**A block of data:**
■ ■ ■ ■ ■

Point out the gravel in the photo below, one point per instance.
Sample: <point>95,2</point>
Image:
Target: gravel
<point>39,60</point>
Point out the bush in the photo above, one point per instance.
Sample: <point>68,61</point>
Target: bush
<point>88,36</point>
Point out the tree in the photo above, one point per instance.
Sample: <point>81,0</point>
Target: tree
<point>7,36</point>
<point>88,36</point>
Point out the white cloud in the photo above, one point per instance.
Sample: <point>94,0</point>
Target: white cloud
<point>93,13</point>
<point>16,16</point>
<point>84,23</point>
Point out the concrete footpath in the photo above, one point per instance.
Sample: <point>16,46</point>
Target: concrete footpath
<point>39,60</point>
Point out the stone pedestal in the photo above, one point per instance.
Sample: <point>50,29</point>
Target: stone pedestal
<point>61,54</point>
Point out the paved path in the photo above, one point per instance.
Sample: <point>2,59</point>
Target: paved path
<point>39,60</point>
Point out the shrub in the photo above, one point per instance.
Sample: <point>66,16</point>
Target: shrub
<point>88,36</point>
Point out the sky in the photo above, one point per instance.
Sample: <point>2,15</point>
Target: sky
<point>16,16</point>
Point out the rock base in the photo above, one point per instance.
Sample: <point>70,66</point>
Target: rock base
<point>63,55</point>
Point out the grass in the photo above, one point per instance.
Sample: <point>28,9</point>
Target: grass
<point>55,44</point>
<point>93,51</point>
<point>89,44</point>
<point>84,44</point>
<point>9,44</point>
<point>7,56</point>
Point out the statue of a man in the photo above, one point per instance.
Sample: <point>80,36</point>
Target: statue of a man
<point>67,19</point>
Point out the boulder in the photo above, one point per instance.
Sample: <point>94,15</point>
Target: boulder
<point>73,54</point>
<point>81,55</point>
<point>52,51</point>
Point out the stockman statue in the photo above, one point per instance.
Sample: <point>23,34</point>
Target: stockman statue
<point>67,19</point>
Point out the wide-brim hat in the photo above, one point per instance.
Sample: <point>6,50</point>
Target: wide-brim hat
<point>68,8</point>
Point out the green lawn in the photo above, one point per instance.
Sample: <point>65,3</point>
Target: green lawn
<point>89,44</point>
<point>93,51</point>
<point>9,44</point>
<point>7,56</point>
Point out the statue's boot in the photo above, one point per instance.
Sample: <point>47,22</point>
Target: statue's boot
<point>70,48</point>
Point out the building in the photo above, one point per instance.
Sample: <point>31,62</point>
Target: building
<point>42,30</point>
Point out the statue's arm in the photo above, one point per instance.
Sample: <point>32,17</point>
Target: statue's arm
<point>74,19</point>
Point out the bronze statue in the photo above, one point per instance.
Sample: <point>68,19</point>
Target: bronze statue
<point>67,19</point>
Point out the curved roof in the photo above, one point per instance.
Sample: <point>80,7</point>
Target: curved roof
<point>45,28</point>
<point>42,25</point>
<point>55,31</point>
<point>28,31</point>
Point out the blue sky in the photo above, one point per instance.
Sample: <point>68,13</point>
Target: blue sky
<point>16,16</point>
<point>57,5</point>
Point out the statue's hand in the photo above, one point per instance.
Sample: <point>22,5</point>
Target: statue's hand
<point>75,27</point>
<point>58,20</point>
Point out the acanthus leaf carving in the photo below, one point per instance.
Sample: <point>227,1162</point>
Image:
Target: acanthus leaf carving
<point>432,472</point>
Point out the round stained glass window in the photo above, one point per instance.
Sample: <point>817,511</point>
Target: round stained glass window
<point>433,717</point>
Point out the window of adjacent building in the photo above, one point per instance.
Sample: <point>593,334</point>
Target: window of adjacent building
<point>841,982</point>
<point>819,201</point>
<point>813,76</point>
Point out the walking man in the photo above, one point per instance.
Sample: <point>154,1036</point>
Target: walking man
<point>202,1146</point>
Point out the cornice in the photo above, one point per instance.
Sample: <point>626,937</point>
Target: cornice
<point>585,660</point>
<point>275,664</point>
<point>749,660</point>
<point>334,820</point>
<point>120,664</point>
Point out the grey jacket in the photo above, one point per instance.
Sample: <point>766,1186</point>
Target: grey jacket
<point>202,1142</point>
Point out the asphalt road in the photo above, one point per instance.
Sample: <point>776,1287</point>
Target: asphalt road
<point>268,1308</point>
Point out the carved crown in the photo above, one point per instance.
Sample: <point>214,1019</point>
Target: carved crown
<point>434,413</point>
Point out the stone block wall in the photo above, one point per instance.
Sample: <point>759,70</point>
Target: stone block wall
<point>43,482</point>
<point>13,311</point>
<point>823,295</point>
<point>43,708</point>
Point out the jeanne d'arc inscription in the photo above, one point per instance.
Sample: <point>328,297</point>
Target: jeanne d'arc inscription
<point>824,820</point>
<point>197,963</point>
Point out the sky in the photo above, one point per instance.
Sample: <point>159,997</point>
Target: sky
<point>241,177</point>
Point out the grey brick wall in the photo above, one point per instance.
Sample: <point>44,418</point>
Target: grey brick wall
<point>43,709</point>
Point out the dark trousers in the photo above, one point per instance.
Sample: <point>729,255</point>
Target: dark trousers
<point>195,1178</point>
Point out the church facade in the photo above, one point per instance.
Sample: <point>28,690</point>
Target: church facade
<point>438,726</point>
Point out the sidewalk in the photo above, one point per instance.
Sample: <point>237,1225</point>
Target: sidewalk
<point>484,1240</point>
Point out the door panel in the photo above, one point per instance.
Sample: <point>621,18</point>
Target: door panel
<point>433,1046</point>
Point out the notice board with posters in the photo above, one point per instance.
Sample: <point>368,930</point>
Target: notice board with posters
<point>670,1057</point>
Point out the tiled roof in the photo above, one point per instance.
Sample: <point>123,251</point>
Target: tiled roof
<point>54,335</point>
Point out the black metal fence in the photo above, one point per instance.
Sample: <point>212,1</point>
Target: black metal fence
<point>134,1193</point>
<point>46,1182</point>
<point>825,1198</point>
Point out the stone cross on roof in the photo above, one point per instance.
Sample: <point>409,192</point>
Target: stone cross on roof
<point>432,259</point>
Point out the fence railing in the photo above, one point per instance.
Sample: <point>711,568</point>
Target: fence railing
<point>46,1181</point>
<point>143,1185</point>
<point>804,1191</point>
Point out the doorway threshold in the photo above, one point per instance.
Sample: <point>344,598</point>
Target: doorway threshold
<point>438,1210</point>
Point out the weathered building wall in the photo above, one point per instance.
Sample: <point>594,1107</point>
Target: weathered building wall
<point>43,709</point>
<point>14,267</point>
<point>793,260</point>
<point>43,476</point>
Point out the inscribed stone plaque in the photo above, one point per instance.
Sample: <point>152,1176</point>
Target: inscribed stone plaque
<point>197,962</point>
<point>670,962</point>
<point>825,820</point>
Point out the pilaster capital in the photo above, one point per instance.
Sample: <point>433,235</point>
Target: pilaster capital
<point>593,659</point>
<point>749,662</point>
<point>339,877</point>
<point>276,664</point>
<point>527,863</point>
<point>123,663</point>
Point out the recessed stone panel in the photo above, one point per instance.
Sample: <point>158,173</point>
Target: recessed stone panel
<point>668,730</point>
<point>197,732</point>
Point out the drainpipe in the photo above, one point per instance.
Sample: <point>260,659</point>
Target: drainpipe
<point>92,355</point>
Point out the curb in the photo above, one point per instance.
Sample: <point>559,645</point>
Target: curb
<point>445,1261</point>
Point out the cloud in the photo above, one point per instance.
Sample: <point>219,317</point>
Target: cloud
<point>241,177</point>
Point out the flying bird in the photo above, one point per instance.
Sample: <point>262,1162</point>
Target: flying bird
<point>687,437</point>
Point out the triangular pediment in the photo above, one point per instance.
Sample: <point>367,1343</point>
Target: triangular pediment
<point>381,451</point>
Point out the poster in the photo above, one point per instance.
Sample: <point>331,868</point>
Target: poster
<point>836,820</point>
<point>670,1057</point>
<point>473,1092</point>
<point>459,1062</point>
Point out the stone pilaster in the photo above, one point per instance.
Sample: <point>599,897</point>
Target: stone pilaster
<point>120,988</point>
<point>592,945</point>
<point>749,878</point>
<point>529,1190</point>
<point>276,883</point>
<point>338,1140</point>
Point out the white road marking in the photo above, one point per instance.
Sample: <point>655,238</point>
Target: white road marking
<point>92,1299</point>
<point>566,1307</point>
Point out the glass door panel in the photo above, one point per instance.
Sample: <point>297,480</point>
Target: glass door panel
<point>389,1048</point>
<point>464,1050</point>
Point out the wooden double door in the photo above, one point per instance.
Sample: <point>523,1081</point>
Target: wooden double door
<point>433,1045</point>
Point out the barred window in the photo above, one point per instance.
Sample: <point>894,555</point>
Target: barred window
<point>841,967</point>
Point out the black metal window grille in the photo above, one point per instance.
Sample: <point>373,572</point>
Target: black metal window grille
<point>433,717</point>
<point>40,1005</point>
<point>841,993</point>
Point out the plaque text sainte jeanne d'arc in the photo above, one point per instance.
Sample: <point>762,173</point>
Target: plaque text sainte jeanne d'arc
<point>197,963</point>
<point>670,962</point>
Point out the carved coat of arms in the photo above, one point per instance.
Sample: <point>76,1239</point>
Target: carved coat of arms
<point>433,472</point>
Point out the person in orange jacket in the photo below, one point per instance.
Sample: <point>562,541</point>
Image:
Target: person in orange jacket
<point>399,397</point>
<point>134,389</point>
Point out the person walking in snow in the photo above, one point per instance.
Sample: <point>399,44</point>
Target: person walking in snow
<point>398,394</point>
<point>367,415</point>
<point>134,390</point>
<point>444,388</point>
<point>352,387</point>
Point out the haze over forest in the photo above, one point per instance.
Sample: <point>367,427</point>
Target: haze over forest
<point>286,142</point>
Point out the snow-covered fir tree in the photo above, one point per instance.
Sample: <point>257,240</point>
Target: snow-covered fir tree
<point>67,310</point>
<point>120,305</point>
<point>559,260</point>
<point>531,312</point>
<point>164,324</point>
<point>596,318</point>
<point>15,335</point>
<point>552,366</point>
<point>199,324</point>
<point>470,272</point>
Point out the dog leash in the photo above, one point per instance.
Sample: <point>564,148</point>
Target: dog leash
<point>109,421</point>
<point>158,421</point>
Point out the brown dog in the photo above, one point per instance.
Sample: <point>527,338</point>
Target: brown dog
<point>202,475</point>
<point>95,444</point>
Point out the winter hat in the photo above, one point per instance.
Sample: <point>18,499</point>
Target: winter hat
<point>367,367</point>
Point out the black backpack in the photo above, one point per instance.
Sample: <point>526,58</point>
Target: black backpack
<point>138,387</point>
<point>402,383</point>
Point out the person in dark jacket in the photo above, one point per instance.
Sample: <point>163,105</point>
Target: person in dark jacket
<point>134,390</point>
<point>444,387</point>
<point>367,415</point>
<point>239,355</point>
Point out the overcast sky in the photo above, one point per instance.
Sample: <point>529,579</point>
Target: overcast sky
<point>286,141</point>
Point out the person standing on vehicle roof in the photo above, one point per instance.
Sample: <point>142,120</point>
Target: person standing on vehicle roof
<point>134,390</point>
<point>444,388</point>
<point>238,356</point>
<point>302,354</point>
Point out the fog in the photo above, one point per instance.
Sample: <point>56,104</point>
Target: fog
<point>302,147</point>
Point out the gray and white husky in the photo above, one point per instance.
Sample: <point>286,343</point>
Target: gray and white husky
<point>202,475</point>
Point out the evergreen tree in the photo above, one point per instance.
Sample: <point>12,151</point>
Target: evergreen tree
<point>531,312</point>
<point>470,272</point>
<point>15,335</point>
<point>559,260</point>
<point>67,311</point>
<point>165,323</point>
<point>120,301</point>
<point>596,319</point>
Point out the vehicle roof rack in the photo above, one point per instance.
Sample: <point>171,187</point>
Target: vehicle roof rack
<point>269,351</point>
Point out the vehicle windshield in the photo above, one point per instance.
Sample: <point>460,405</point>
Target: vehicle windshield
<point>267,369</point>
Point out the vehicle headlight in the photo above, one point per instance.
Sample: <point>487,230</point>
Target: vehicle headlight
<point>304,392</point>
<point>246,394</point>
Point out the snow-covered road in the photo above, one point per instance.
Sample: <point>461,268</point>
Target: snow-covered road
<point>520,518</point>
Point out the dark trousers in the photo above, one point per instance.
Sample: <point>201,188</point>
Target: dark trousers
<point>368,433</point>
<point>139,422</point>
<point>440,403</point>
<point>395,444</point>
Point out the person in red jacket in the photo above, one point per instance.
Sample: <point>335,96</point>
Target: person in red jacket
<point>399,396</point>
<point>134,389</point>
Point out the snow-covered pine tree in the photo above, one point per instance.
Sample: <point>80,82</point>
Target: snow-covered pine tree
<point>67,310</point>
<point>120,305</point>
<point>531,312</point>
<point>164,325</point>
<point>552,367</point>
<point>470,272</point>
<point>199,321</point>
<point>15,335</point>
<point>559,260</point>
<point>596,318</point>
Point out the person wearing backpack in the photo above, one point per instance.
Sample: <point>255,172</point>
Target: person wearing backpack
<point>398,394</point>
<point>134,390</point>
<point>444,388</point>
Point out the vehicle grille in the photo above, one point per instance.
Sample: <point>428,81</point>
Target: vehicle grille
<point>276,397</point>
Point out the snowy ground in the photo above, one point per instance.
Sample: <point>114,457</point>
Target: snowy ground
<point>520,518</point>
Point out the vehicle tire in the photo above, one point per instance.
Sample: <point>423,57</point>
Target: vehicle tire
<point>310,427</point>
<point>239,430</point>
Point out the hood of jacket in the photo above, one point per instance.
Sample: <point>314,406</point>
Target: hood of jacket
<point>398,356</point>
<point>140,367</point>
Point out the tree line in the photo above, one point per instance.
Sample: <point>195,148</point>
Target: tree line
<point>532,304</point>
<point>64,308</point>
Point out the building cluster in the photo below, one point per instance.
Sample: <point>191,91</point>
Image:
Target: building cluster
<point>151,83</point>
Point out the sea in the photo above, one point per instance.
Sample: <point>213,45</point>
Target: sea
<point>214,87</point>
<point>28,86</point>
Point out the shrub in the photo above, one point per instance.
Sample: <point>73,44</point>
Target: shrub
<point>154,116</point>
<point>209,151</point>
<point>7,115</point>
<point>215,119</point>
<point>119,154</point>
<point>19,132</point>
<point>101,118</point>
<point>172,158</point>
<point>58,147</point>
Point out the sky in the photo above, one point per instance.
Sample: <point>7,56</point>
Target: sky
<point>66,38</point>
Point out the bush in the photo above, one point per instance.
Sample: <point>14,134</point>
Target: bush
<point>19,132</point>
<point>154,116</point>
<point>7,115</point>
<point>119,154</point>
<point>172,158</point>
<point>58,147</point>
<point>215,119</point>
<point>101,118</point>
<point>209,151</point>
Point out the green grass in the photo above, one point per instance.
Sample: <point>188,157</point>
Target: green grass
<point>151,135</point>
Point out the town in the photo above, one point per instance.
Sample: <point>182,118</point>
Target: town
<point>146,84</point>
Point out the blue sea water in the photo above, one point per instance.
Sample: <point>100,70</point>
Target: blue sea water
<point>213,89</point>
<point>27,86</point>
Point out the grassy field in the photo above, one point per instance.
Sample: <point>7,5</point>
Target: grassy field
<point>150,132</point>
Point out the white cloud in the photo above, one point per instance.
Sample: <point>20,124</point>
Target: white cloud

■ ■ ■ ■ ■

**REQUIRED TASK:** What are the lines from the one with "Point out the green grass" through the last line of the records above? Quote them exactly and add nothing.

**EXERCISE OUTPUT:**
Point out the green grass in the photo above, one point per instance.
Sample: <point>188,157</point>
Target: green grass
<point>151,135</point>
Point out the town in the photo above, one point per instance.
Sample: <point>182,118</point>
Target: town
<point>146,84</point>
Point out the blue sea water in the photo above, one point per instance.
Sample: <point>100,70</point>
Target: blue sea water
<point>213,89</point>
<point>27,86</point>
Point out the grassy field in the photo above, one point per instance.
Sample: <point>7,5</point>
Target: grassy field
<point>150,132</point>
Point out the white cloud in the photo above, one point per instance.
Sample: <point>20,124</point>
Target: white cloud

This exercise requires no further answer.